Exercise description: Images should be left out, and everything else in the listing reproduced exactly.

[BEGIN]

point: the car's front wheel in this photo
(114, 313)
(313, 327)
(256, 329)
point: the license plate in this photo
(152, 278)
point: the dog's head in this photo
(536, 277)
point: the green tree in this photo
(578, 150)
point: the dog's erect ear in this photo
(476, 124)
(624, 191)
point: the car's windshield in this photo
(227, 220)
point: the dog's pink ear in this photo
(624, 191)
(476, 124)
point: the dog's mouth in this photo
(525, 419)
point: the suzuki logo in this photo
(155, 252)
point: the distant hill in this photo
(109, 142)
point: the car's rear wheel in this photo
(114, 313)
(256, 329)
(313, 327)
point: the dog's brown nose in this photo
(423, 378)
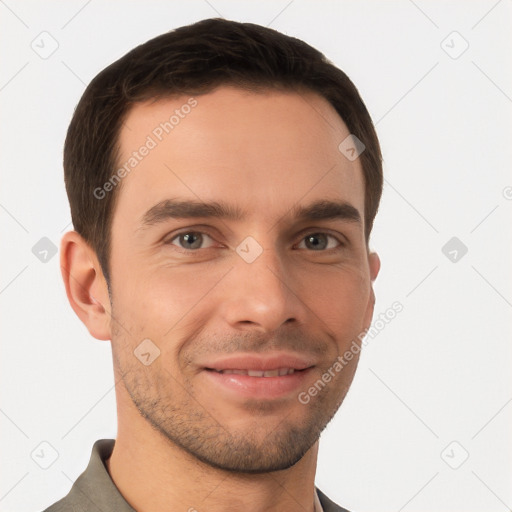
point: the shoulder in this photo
(327, 504)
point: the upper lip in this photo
(261, 362)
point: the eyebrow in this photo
(177, 209)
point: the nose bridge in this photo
(258, 292)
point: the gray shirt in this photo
(94, 490)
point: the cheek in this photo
(341, 302)
(160, 302)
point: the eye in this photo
(190, 240)
(320, 242)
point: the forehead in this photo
(265, 151)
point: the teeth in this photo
(260, 373)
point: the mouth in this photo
(267, 377)
(280, 372)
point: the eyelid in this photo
(204, 230)
(340, 239)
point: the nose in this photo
(260, 295)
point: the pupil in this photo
(190, 238)
(316, 241)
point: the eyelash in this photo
(304, 236)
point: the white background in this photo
(438, 373)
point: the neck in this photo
(153, 474)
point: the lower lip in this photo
(259, 387)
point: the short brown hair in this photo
(193, 60)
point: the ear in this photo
(85, 284)
(374, 266)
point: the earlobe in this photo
(374, 265)
(85, 284)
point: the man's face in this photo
(220, 296)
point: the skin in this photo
(179, 435)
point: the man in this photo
(223, 181)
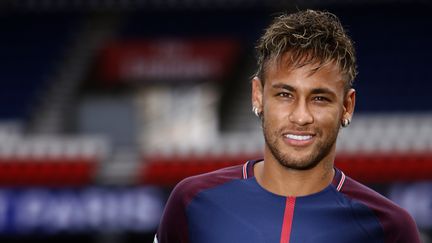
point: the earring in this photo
(346, 122)
(255, 111)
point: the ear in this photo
(257, 93)
(349, 104)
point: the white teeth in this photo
(298, 137)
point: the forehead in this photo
(304, 74)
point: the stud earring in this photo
(255, 111)
(346, 122)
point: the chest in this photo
(259, 217)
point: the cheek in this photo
(328, 117)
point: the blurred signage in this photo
(76, 211)
(167, 60)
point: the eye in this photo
(284, 95)
(321, 99)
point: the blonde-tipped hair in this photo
(310, 37)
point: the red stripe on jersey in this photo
(287, 220)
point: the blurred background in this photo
(106, 104)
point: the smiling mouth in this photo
(298, 137)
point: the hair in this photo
(310, 37)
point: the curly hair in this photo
(311, 37)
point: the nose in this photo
(301, 114)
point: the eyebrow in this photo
(283, 86)
(292, 89)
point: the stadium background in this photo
(106, 104)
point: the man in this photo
(303, 94)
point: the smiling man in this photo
(303, 95)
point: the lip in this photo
(298, 142)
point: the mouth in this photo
(299, 139)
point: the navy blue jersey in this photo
(229, 206)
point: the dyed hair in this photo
(310, 37)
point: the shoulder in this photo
(397, 224)
(173, 226)
(186, 189)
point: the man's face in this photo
(302, 113)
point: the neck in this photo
(284, 181)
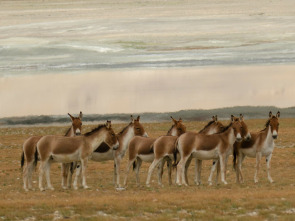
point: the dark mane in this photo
(125, 128)
(211, 122)
(225, 128)
(170, 129)
(68, 131)
(94, 130)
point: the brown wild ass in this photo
(213, 127)
(245, 134)
(104, 153)
(140, 149)
(163, 148)
(71, 149)
(205, 147)
(30, 154)
(260, 145)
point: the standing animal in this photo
(245, 134)
(104, 153)
(163, 149)
(30, 153)
(70, 149)
(205, 147)
(140, 149)
(260, 145)
(214, 126)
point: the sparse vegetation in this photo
(262, 201)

[END]

Reply:
point: the car's front wheel in this photo
(114, 313)
(313, 327)
(256, 329)
point: the license plate in this photo
(152, 278)
point: the dog's head in this photo
(536, 277)
point: the green tree in this photo
(578, 150)
point: the dog's erect ear in this photo
(476, 124)
(624, 191)
point: the car's windshield in this photo
(227, 220)
point: the dog's pink ear in this photo
(624, 191)
(476, 124)
point: the dog's mouth in this photo
(525, 419)
point: the suzuki logo in this photo
(155, 252)
point: the distant hill in this photo
(109, 142)
point: the car's rear wheel in this photo
(114, 313)
(256, 329)
(313, 327)
point: the dog's brown nose in this photo
(423, 378)
point: the shoulder in this photo
(327, 504)
point: the upper lip in this photo
(261, 362)
point: the eyebrow in this photo
(177, 209)
point: the nose bridge in this photo
(258, 292)
point: the gray shirt in this photo
(94, 490)
point: the cheek in this photo
(341, 302)
(160, 302)
point: the eye in this photo
(190, 240)
(320, 242)
point: the forehead in this photo
(265, 151)
point: the teeth in this photo
(260, 373)
point: the mouth in this photo
(267, 377)
(280, 372)
point: the eyelid in this photo
(204, 230)
(340, 239)
point: the nose in this photo
(260, 295)
point: the pupil in this photo
(190, 238)
(316, 241)
point: the eyelash in this photo
(304, 236)
point: the white background in this photo
(438, 373)
point: the neck in this photo
(153, 474)
point: the lower lip in this photo
(259, 387)
point: the short brown hair in this photo
(193, 60)
point: the ear in this photo
(85, 284)
(374, 266)
point: the earlobe in this photo
(374, 265)
(85, 284)
point: the man's face in this photo
(220, 296)
point: the skin in this photo
(179, 435)
point: the man in this photo
(223, 181)
point: the earring in this photo
(346, 122)
(255, 111)
point: the ear in this photo
(257, 93)
(349, 104)
point: the white teeth in this photo
(298, 137)
point: the forehead in this photo
(304, 74)
point: the stud earring in this photo
(255, 111)
(346, 122)
point: the chest in this photo
(259, 217)
point: the cheek in this photo
(328, 117)
point: the blurred signage in this photo
(76, 211)
(167, 60)
point: the eye in this photo
(284, 95)
(321, 99)
point: the blonde-tipped hair in this photo
(310, 37)
point: the red stripe on jersey in this photo
(287, 220)
point: the blurred background in this photo
(106, 104)
point: the smiling mouth in this photo
(298, 137)
point: the hair in this photo
(310, 37)
point: the curly hair in this photo
(311, 37)
point: the nose in this photo
(301, 114)
point: the eyebrow in this photo
(283, 86)
(292, 89)
point: the stadium background in this photo
(106, 104)
point: the man in this photo
(303, 94)
point: the smiling man in this photo
(303, 95)
point: the lip in this photo
(298, 142)
point: the mouth in this photo
(299, 139)
point: the navy blue jersey in this photo
(229, 206)
point: the dyed hair in this photo
(310, 37)
point: the shoulder in this photo
(397, 224)
(173, 226)
(186, 189)
point: the man's face in this photo
(302, 113)
point: the neck in this photo
(284, 181)
point: the dark mane in this photo
(125, 128)
(211, 122)
(225, 128)
(170, 129)
(68, 131)
(94, 130)
point: the brown wild ass in this photo
(213, 127)
(245, 134)
(104, 153)
(140, 149)
(163, 148)
(71, 149)
(205, 147)
(30, 154)
(260, 145)
point: the standing animal in this photo
(245, 134)
(104, 153)
(163, 149)
(30, 153)
(70, 149)
(205, 147)
(140, 149)
(260, 145)
(214, 126)
point: the sparse vegetation in this photo
(262, 201)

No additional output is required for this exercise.